ЗАДАНИЕ 1: Почему, судя по отрывку о Цветаевой и князе Волконском, князь так разозлился на её письмо? Ответьте в одном-двух предложениях.

ИЗВЛЕЧЁННЫЙ ТЕКСТ:
--
Марина Цветаева: беззаконная комета - Кудрова Ирма Викторовна. Страница 58
На другой день последовал телефонный звонок. С первых же слов стало ясно, что князь предельно взбешен: «Что вам от меня нужно? Незнакомым людям не пишут писем, это наглость!» Ошеломленная Цветаева пыталась что-то сказать. «Вы меня не так поняли…» – пробовала она объясниться. Куда там! Ни ее кроткая вежливость, ни извинения не смягчили Волконского. Потом уже Вахтанг Мчеделов, Сонечка Голлидэй и вдова Скрябина, в доме которой Волконский бывал, пытались заступиться, уверить князя, что Марина ничего дурного и в мыслях не имела, что подшучивание, которое ему почему-то почудилось в письме и оскорбило, примерещилось на пустом месте… Все уговоры были впустую!
Князь Сергей Волконский
Но постепенно недоразумение все же сгладилось. Они сблизились, видимо, в 1920-м и подружились в 1921-м.
--
СПИСОК ЗАПИСЕЙ:
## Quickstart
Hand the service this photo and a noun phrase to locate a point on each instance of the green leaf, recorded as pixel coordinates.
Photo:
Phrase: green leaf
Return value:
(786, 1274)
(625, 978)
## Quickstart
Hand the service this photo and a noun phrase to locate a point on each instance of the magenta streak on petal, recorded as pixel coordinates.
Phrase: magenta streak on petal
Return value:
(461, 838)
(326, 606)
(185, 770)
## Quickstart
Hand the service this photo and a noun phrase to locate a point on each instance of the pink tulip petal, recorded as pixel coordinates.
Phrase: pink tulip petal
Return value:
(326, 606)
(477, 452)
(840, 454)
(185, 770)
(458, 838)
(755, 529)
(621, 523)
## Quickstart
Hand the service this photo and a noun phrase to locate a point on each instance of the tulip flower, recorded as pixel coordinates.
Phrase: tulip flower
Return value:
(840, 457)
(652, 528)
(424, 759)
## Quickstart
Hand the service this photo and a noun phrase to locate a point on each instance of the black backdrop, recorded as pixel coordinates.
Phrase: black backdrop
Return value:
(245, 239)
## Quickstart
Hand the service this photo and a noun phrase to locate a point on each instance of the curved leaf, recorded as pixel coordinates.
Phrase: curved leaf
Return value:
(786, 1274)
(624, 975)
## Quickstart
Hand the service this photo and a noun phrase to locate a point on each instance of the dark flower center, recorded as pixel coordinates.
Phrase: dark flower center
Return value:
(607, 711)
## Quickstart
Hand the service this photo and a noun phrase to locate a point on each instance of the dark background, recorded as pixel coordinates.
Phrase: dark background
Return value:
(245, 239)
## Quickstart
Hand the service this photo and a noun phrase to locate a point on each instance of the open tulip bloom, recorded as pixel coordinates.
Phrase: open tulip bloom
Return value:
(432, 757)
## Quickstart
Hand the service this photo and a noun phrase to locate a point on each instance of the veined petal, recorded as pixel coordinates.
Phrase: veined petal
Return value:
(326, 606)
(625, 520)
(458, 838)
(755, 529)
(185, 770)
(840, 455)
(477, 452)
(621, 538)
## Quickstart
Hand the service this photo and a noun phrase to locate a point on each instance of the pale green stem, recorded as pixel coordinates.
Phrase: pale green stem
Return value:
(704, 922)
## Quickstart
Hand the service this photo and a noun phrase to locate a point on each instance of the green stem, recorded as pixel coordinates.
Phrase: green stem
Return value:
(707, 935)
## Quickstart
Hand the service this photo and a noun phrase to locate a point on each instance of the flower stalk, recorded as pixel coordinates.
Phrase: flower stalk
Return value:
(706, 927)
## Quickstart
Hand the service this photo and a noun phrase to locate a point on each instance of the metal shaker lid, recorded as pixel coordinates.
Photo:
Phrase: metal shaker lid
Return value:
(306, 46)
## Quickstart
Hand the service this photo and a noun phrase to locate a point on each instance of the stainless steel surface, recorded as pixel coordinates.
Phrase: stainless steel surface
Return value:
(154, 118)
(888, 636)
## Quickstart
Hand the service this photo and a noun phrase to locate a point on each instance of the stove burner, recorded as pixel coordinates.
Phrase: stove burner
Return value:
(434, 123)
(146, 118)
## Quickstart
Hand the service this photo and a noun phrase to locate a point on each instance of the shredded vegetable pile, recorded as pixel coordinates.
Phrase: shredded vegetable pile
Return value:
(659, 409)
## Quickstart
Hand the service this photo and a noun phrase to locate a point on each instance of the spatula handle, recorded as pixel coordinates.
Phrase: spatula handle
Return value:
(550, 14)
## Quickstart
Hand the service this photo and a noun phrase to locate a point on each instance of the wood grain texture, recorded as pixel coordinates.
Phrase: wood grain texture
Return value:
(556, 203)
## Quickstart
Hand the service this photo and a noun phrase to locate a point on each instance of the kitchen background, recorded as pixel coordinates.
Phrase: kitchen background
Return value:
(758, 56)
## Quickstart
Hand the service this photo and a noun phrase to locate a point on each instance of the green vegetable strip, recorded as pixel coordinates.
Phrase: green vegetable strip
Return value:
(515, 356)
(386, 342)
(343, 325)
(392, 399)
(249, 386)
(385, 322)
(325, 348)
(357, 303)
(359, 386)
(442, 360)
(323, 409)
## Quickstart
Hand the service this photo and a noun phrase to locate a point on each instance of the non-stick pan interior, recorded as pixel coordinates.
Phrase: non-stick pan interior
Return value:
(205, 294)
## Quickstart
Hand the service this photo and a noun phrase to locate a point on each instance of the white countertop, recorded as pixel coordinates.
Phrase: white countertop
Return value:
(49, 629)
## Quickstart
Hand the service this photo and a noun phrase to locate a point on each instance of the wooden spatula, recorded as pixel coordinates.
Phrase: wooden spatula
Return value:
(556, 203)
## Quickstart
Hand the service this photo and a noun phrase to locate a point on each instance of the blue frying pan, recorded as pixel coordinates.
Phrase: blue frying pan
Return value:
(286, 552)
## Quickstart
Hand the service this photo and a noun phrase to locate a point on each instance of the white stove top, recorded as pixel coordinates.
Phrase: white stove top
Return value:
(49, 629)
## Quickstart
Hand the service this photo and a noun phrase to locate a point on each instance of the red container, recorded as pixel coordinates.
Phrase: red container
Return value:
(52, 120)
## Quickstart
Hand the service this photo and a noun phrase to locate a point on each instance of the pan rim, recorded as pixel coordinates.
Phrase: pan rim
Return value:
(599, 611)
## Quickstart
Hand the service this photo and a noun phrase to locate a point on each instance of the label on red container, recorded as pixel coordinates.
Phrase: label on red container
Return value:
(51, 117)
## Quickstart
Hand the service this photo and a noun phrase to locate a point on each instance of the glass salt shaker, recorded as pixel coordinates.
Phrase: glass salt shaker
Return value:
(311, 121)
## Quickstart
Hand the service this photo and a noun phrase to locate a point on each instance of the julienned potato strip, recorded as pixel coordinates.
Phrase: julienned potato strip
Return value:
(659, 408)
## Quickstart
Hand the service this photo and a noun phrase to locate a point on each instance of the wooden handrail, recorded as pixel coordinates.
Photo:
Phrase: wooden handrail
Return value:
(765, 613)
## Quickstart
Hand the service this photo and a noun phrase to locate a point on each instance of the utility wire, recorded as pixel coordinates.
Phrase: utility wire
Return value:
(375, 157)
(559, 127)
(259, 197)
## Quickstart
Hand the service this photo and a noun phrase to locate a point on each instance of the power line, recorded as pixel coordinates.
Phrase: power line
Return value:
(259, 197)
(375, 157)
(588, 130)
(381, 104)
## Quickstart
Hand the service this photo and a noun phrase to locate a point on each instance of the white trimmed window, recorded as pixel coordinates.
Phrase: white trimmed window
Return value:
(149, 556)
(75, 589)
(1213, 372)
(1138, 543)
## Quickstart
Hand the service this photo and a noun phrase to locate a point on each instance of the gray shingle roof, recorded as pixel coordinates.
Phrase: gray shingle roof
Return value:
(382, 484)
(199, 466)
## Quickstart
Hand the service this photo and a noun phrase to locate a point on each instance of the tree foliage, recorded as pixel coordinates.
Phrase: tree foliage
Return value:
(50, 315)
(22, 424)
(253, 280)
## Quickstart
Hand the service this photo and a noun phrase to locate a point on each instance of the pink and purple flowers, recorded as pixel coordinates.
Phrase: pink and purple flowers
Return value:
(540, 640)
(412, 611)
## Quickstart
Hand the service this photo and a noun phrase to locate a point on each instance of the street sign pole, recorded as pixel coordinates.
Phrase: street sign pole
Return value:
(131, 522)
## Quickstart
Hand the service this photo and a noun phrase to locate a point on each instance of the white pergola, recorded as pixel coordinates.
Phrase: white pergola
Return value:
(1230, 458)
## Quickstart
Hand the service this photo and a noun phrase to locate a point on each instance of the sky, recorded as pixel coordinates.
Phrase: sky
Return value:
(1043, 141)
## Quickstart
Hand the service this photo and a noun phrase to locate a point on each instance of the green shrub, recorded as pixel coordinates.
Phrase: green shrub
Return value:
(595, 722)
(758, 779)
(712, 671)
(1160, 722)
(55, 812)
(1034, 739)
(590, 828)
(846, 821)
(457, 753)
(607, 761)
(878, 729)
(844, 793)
--
ЗАДАНИЕ 2: Приведите все строки из записей, где встречается слово «handrail». Регистр букв учитывается.

ОТВЕТ 1: Волконский посчитал письмо наглостью: по его словам, незнакомым людям писем не пишут. К тому же ему почудилось в письме подшучивание, которое его оскорбило.

ОТВЕТ 2:
Hand the service this photo and a noun phrase to locate a point on each instance of the wooden handrail, recorded as pixel coordinates.
Phrase: wooden handrail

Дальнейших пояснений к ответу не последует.